(Document segment Opens)
What If I'm Behind On My Mortgage?
Many Americans have been going through a difficult time over the last few years. Life can be very stressful if you, or a member of your household, have lost your job or taken a cut in pay. If you are in trouble on your loan, there are multiple options available to you, both to keep your house and to get out of your situation altogether.
No matter which path you choose to take, you have to be smart, patient and persistent if you want the best possible outcome. Pay attention to what the lender is asking for and get it to them immediately. It's not unusual for a lender to close down a file on a request for assistance, if they don't receive requested information within seven days. If your file is closed, send the information anyway, and then immediately contact the lender and request that your file be reopened.
There are several possibilities if you decide that you want to get out of your situation completely. The ideal scenario would be to sell your house for enough money to cover what you still owe on the property. It's important that a proper Competitive Market Analysis be completed to determine if this is a realistic possibility. Pricing your property too high will make it more difficult to sell, even if later on you drop it to the current market value. You may lose money, and have a more difficult time negotiating with your lender if needed.
(Document segment Closes)
(Provided material Opens)
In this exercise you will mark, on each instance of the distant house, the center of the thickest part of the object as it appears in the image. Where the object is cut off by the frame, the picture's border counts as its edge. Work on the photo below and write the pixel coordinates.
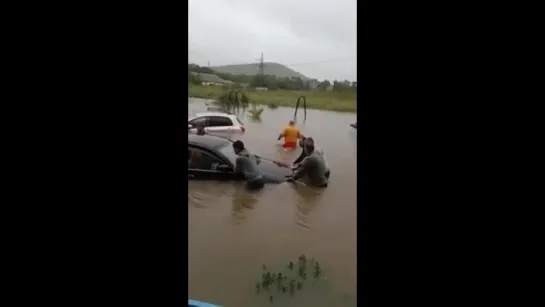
(209, 79)
(312, 84)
(Provided material Closes)
* Actions to take:
1 > In the text on falling behind on a mortgage, how soon can a lender close a request for help if it hasn't received the information it asked for?
2 > Pick up the text about falling behind on a mortgage where it stops, and keep writing it.

* Replies:
1 > Within seven days.

2 >
The second option is to sell your house for less than the amount owed, and pay the difference out of pocket. The advantage of this is that it will protect your credit. If you can afford to do it, it may prevent costly issues later on in many aspects of your life. Credit problems caused by mortgage issues can make ALL financing more expensive. It could affect your ability to purchase a car, get a credit card (or one with a decent interest rate), and could in a few cases affect employment options.
If you can not sell your house for enough money to cover the balance of your loan, and are not able to pay the difference, another option is a Short Sale. In a short sale, the lender agrees to accept less than the full amount owed on the loan. This sometimes necessitates difficult negotiations with the lender. There can be additional complications if there is a second mortgage on the property. Lenders will normally require that the house be listed with a real estate agent, and the house can not be sold to a family member, nor rented back to the seller. Though sometimes difficult, many lenders are finally beginning to recognize that they will lose more money in a foreclosure than they will in a short sale.
A short sale WILL damage your credit, but the recovery period is much shorter than it is after a foreclosure. The lender may forgive the unpaid balance of the loan, but that is not guaranteed. It may be necessary to negotiate with the lender to avoid having a judgment placed against you, or being forced to sign a promissory note for the unpaid amount.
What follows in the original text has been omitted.